══ Exercise input
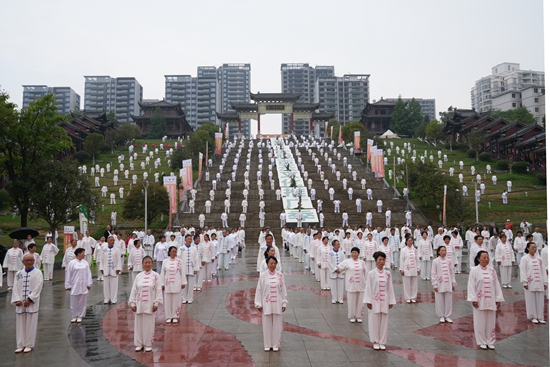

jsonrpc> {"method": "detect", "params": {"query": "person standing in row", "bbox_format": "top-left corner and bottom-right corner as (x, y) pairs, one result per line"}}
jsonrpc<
(0, 240), (23, 291)
(363, 251), (395, 350)
(328, 240), (346, 304)
(65, 247), (93, 323)
(160, 246), (187, 324)
(399, 233), (420, 303)
(431, 245), (456, 323)
(338, 247), (367, 322)
(11, 254), (44, 353)
(128, 256), (162, 352)
(254, 256), (288, 352)
(468, 250), (504, 350)
(519, 242), (548, 324)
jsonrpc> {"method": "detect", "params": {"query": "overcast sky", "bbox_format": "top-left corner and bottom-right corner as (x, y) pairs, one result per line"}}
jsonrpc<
════
What you will do
Can you output every line of the data above as a JSON list of strings, one string per line, with blank lines skipped and the pictures left out?

Response to the task
[
  "jsonrpc> {\"method\": \"detect\", \"params\": {\"query\": \"person standing in row\", \"bbox_format\": \"top-left corner and bottom-right corner as (x, y) pairs, one result per line\"}}",
  "jsonrpc<",
  "(0, 240), (23, 291)",
  "(363, 251), (395, 350)",
  "(328, 240), (346, 304)",
  "(65, 247), (93, 323)",
  "(160, 246), (187, 324)",
  "(399, 233), (420, 303)",
  "(431, 245), (456, 323)",
  "(338, 247), (367, 322)",
  "(11, 254), (44, 353)",
  "(128, 256), (162, 352)",
  "(254, 256), (288, 352)",
  "(468, 250), (504, 350)",
  "(519, 242), (548, 324)",
  "jsonrpc> {\"method\": \"detect\", \"params\": {\"query\": \"overcast sky\", \"bbox_format\": \"top-left corner and bottom-right corner as (x, y) pairs, one result per line\"}}",
  "jsonrpc<"
]